* **READING TEXT**:
□ □ □ □ □ □ □

How would the Tories get rid of Cameron?

What the Conservative rule book says about a vote of no confidence and a leadership election.

Tory MP David Ruffley broke cover at the weekend to warn David Cameron that his leadership would be at risk if the Conservatives performed poorly in next year's European elections. He told Sky News's Murnaghan programme: "I think next May's Euro elections might put pressure on him to go harder because there is a lot of speculation in and around Downing Street, so I am led to believe, that Ukip might come first.

"Now if that happens next May there'll be 12 months before the election and some of our colleagues in marginal seats might get a bit windy. I don't think UKIP are going to win seats but they could split the Conservative vote if they are strong and let Labour through in those marginal seats."

Over at the Telegraph, Benedict Brogan suggests that the threat of a putsch is real, reporting that the Conservative whips believe "there is a hard core of about 30 irreconcilables who will do anything to bring down Dave". 

So how would Ruffley and his colleagues go about the putative regicide? Under current Conservative rules, a vote of no confidence is triggered when at least 15 per cent of Tory MPs ("in receipt of the Conservative whip") write to the chairman of the backbench 1922 Committee (currently Graham Brady) requesting one. This can be done either collectively or separately and the names of the signatories are not disclosed. With 305 sitting Conservative MPs, 46 signatures would be required for a vote to be held. Once this threshold has been met, the chairman in consultation with the leader then determines the date of such a vote "as soon as possible in the circumstances prevailing".

□ □ □ □ □ □ □

* **RAW RECORDS**:
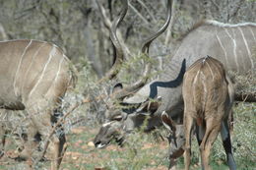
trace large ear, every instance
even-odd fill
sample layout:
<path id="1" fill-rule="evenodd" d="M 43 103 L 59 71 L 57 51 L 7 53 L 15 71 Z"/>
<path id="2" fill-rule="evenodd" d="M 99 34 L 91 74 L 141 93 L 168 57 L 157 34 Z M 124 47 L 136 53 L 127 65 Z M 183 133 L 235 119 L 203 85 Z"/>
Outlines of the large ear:
<path id="1" fill-rule="evenodd" d="M 121 83 L 117 83 L 114 86 L 113 86 L 113 88 L 112 88 L 112 90 L 111 90 L 111 93 L 114 93 L 114 92 L 116 92 L 116 91 L 118 91 L 118 90 L 120 90 L 120 89 L 122 89 L 123 88 L 123 85 L 121 84 Z"/>
<path id="2" fill-rule="evenodd" d="M 169 115 L 163 111 L 160 115 L 160 119 L 164 127 L 170 132 L 173 133 L 176 131 L 175 122 L 169 117 Z"/>
<path id="3" fill-rule="evenodd" d="M 157 99 L 148 99 L 146 102 L 136 110 L 137 113 L 142 113 L 144 115 L 150 115 L 155 113 L 160 105 L 161 97 L 158 96 Z"/>

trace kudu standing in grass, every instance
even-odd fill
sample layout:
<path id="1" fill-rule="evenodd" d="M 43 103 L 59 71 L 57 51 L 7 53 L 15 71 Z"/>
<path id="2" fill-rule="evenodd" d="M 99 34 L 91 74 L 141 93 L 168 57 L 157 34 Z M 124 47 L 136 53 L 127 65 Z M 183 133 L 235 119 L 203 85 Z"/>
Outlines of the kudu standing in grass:
<path id="1" fill-rule="evenodd" d="M 171 0 L 168 0 L 169 16 L 170 6 Z M 229 25 L 202 21 L 184 34 L 178 43 L 174 56 L 163 62 L 167 64 L 158 79 L 146 85 L 148 74 L 141 79 L 145 81 L 140 85 L 123 87 L 118 84 L 114 86 L 105 112 L 107 121 L 95 139 L 96 147 L 107 145 L 113 139 L 121 143 L 125 135 L 143 125 L 147 115 L 150 119 L 146 131 L 162 125 L 162 111 L 166 111 L 172 118 L 182 117 L 183 75 L 187 67 L 202 56 L 210 55 L 220 60 L 226 71 L 232 71 L 237 76 L 255 72 L 256 24 Z M 251 100 L 256 101 L 256 95 L 251 95 Z"/>
<path id="2" fill-rule="evenodd" d="M 98 81 L 100 83 L 113 79 L 120 69 L 123 56 L 116 28 L 126 11 L 127 6 L 109 28 L 117 58 L 112 68 Z M 144 48 L 147 50 L 148 45 Z M 19 157 L 32 159 L 38 141 L 47 140 L 54 130 L 54 124 L 63 116 L 60 112 L 62 97 L 69 86 L 74 86 L 76 71 L 59 47 L 37 40 L 0 42 L 0 107 L 28 112 L 28 142 Z M 56 170 L 66 149 L 62 128 L 57 128 L 49 140 L 51 169 Z"/>
<path id="3" fill-rule="evenodd" d="M 20 158 L 32 160 L 38 142 L 49 136 L 61 116 L 61 98 L 76 77 L 63 51 L 44 41 L 1 41 L 0 59 L 0 107 L 28 113 L 28 142 Z M 56 132 L 50 142 L 51 169 L 58 169 L 66 147 L 65 134 Z"/>
<path id="4" fill-rule="evenodd" d="M 170 158 L 180 156 L 185 151 L 185 169 L 189 169 L 191 136 L 193 127 L 196 127 L 202 167 L 207 170 L 211 169 L 209 166 L 211 147 L 221 131 L 229 169 L 236 169 L 228 127 L 234 89 L 224 65 L 212 57 L 197 60 L 184 75 L 182 95 L 184 99 L 183 125 L 173 124 L 165 112 L 161 115 L 163 125 L 170 132 L 184 132 L 185 135 L 182 138 L 169 138 L 170 142 L 176 142 L 181 144 L 179 151 L 170 152 L 172 154 Z"/>

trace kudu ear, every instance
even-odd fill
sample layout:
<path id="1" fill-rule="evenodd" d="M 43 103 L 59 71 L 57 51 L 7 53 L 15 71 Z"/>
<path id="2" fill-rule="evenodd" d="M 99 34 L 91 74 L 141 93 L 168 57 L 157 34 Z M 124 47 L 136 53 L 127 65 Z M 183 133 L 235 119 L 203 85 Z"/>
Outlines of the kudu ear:
<path id="1" fill-rule="evenodd" d="M 173 133 L 176 131 L 175 122 L 169 117 L 169 115 L 163 111 L 160 115 L 161 122 L 163 126 L 170 132 Z"/>
<path id="2" fill-rule="evenodd" d="M 136 110 L 137 113 L 144 115 L 151 115 L 155 113 L 160 105 L 161 97 L 158 96 L 157 99 L 148 99 Z"/>
<path id="3" fill-rule="evenodd" d="M 122 89 L 123 88 L 123 85 L 121 84 L 121 83 L 117 83 L 114 86 L 113 86 L 113 88 L 112 88 L 112 90 L 111 90 L 111 93 L 114 93 L 114 92 L 116 92 L 116 91 L 118 91 L 118 90 L 120 90 L 120 89 Z"/>

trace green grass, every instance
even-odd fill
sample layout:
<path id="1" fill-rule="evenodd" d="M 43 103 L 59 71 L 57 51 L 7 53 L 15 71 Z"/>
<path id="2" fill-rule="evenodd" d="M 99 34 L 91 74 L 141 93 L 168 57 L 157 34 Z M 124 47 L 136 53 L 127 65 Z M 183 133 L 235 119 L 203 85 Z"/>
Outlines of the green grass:
<path id="1" fill-rule="evenodd" d="M 256 167 L 256 104 L 240 103 L 234 107 L 234 129 L 231 135 L 234 158 L 239 170 L 255 170 Z M 162 170 L 167 169 L 168 159 L 167 142 L 157 142 L 153 135 L 136 131 L 128 138 L 123 147 L 115 143 L 104 149 L 97 149 L 90 145 L 99 125 L 85 125 L 73 128 L 67 135 L 68 149 L 61 164 L 63 170 L 91 170 L 104 168 L 107 170 Z M 159 130 L 162 135 L 164 129 Z M 164 135 L 163 135 L 164 136 Z M 12 140 L 12 138 L 9 138 Z M 14 150 L 14 143 L 6 148 Z M 192 141 L 191 169 L 199 170 L 199 147 L 195 138 Z M 184 168 L 183 157 L 177 160 L 179 169 Z M 228 169 L 225 154 L 219 137 L 211 154 L 211 166 L 214 170 Z M 0 169 L 22 170 L 24 162 L 2 162 Z M 49 169 L 49 162 L 40 162 L 38 169 Z"/>

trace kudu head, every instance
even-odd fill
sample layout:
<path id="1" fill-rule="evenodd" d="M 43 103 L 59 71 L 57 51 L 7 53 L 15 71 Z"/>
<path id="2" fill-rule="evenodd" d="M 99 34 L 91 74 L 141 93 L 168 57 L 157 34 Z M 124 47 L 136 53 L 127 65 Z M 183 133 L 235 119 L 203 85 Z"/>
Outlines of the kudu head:
<path id="1" fill-rule="evenodd" d="M 127 0 L 123 0 L 124 9 L 119 20 L 116 21 L 121 22 L 125 16 L 125 13 L 128 9 Z M 142 55 L 145 57 L 149 57 L 149 47 L 151 42 L 156 39 L 160 34 L 161 34 L 167 28 L 170 17 L 171 17 L 171 5 L 172 1 L 167 0 L 167 18 L 164 25 L 153 35 L 151 35 L 144 43 L 142 47 Z M 120 20 L 121 19 L 121 20 Z M 120 45 L 118 38 L 115 33 L 116 29 L 111 28 L 111 35 L 114 37 L 115 42 L 113 42 L 115 50 L 118 51 L 116 53 L 116 57 L 123 56 L 122 46 Z M 112 40 L 112 38 L 111 38 Z M 154 113 L 159 106 L 159 100 L 148 99 L 143 103 L 126 103 L 124 102 L 124 98 L 128 95 L 134 94 L 138 91 L 142 86 L 145 85 L 149 79 L 149 73 L 151 69 L 152 63 L 149 62 L 145 65 L 144 73 L 142 78 L 130 85 L 128 86 L 123 87 L 122 84 L 117 84 L 113 89 L 112 93 L 109 95 L 110 99 L 106 103 L 107 110 L 105 112 L 106 122 L 101 126 L 98 134 L 95 138 L 94 143 L 96 147 L 104 147 L 106 146 L 112 140 L 115 140 L 118 144 L 122 145 L 124 142 L 125 135 L 129 133 L 129 125 L 133 124 L 132 119 L 134 116 L 138 116 L 141 114 Z"/>
<path id="2" fill-rule="evenodd" d="M 184 126 L 183 124 L 176 124 L 165 111 L 161 113 L 160 119 L 169 133 L 167 137 L 169 142 L 169 159 L 176 159 L 184 152 Z"/>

□ □ □ □ □ □ □

* **WHAT YOU SHOULD DO**: Retype the passage on the Conservative leadership rules, everything from "What the Conservative" down to "might come first.", without any alteration. The rows that accompany this text are independent material and bear no relation to it.

* **ANSWER FOR THE TASK**:
What the Conservative rule book says about a vote of no confidence and a leadership election.

Tory MP David Ruffley broke cover at the weekend to warn David Cameron that his leadership would be at risk if the Conservatives performed poorly in next year's European elections. He told Sky News's Murnaghan programme: "I think next May's Euro elections might put pressure on him to go harder because there is a lot of speculation in and around Downing Street, so I am led to believe, that Ukip might come first.